PAGE EXTRACT>
_ _ _ _ _
If this guy isn't Tarbos, he's someone important.
We returned to the basement. The madman just ranted and threatened us, although he showed a "flash of recognition" when we showed him the amulet. We went to the chest containing his amulet in a nearby room. Selene picked the lock. It had a "BOS" amulet, an old robe (broken), and a cell key. Unfortunately, this didn't help us at all. There doesn't seem to be any way to reunite the amulets, and showing the pieces to him individually just prompts that flash of recognition. If we open the cell door with the key, he attacks.
Oh, no! Not a "magic flash of light!"
So I leave off here, believing that the "madman" is probably Tar, but not sure what to do about it--if, indeed, there is anything to do about it. Whether I'm right or wrong, the game offered a pretty solid plot twist during this act. Frankly, if commenters hadn't spoiled it, I would have assumed that the final battle would be in the Temple of the Brotherhood of Tarbos, and that it would involve Tarbos. The "real" plot had been hinted at with the material about the disappearance of the dwarves, the visions of the dwarves on an alien moon, and an NPC in Newlake who talked about the members of the Brotherhood having scaly skin. I still wasn't prepared for such an interesting pivot.
You may ask why I'm so delighted at Ambermoon opening up a new chapter at the 60-hour mark when I've complained about Serpent Isle doing essentially the same thing, particularly when the quality of storytelling is not vastly different between the two games. (There are other vague similarities to the games, including the availability of fast travel via a central hub.) I think it comes down to Ambermoon offering far better RPG mechanics. Combat, equipment, and character development became afterthoughts in Serpent Isle many hours ago--and frankly, they were hardly ever forethoughts. Ambermoon, on the other hand, has maintained a certain consistency in combat challenge, character progression, equipment progression, and spell acquisition. I find myself looking forward to many of the combats, particularly with bosses. I still don't want Ambermoon to last many more than, say, 80 hours, but regardless of how long it lasts, I don't think I'll ever get as exasperated with it as I've been with Serpent Isle.
For the next entry, look for my party to take to the stars!
Time so far: 63 hours

Friday, August 11, 2023

BRIEF: Caer Shiraz (1984)

Caer Shiraz
Screen Play (developer and publisher)
Released 1984 for Commodore 64
Rejected for: Insufficient character development; combat based solely on equipment
Care Shiraz is a trite little game with no winning condition. I found it in some online catalogs, but I'm not entirely sure about its country or if it was ever even sold commercially. A lot of sites link it to Screenplay, a small publisher out of North Carolina, but I don't think Screenplay ever styled itself as two words (as the title screen does here), and its games were generally more complex than this. I haven't been able to find a manual, box, or review. I had no luck tracking down author Paul Kay, a very common name.
_ _ _ _ _
SOURCE DATA>
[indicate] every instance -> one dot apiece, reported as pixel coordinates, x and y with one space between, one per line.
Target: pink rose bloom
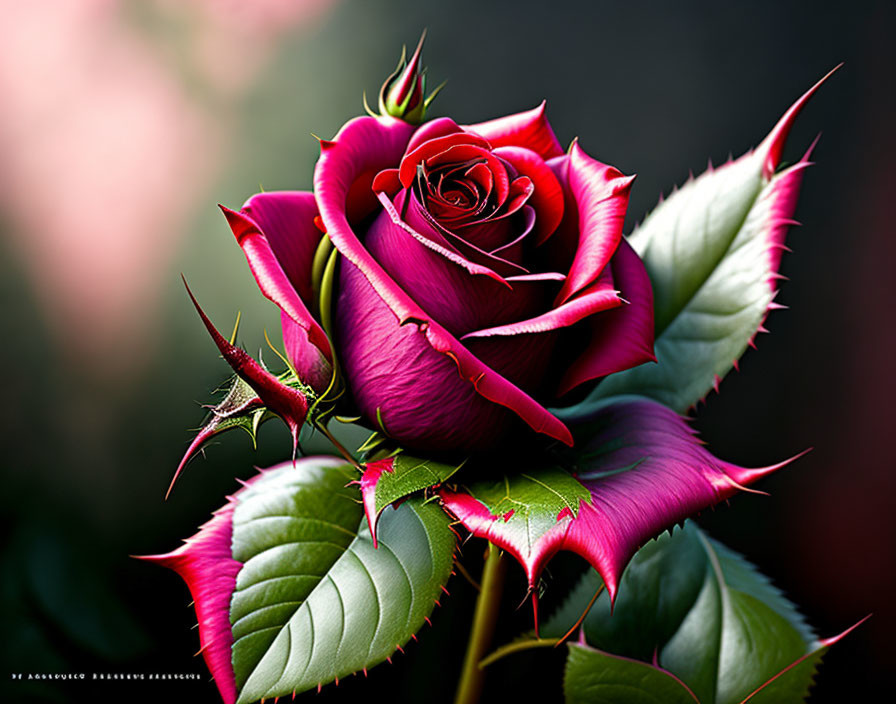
_ _ _ _ _
TO DO>
a) Using the game blog text, answer each question on its own line, marked as below.
(i) What three items did the chest that Selene unlocked contain?
(ii) How many hours of Ambermoon play does the post report so far?
(iii) For what computer was Caer Shiraz released in 1984?
b) Could you carry on the game blog text, starting right after its final sentence?

ANSWERS IN ORDER>
a)
(i) A "BOS" amulet, an old robe (broken), and a cell key.
(ii) 63 hours.
(iii) The Commodore 64.

b)
[Ed. As per the comments, the company was out of Adelaide, South Australia.]
The game begins by giving you 81 gold pieces and asking you to buy weapons and armor with it. There are some difficulties during this process. First, the lists of items give no prices; you don't find out how much an item costs until you select it. Second, when you select an item, you're asked how much you're willing to pay for it. The game acts like it's willing to haggle with you, but in fact if you type anything other than the asking price, you're told to make another offer. Third, if you can't afford the item on this screen, there's no way to back out of it. You're trapped in an endless loop of either making an offer that the shopkeeper rejects or making one that you can't pay.
Why pretend that I have any choice?
In fact, during this starting session, the only way you can afford both a weapon and armor is if you buy a dagger and a suit of leather--the worst items in both categories. Weapons start at 24 and increase by 12 gold per level, maxing at a 72-gold-piece longsword. Armor starts at 51 and increments by 25, maxing at field plate (226). From experimentation, I decided that a starting character has a greater chance of survival by purchasing the best weapon and no armor.
After these purchases, you give your name and decide whether you want to control the character with a keyboard or joystick. 
"Character creation."
After that, you're thrust into a multi-screen dungeon with fairly simple wall configurations. You start with 23 hit points and however much gold you have left from the beginning. The character remains in constant motion in the dungeon. He'll keep moving in the last direction you indicated until he hits an obstacle, then bounce off in a random direction if you don't otherwise input something.
Encountering my first enemy . . .
Each screen has a chance of hosting an enemy. If it does, it runs towards you and attacks you. You retaliate by holding down the joystick button. There are no other tactics or inputs. Combat is resolved in a few seconds based on your weapon and armor and the enemy type. I'm not sure if your "rank" plays a role or not.
. . . and immediately dying.
If you manage to kill the enemy, there's around a 50% chance that it has some treasure to loot, which goes into your treasure pile. The enemy may have a weapon upgrade or an elixir that restores your health, but they never have armor upgrades.
I did better in a rematch.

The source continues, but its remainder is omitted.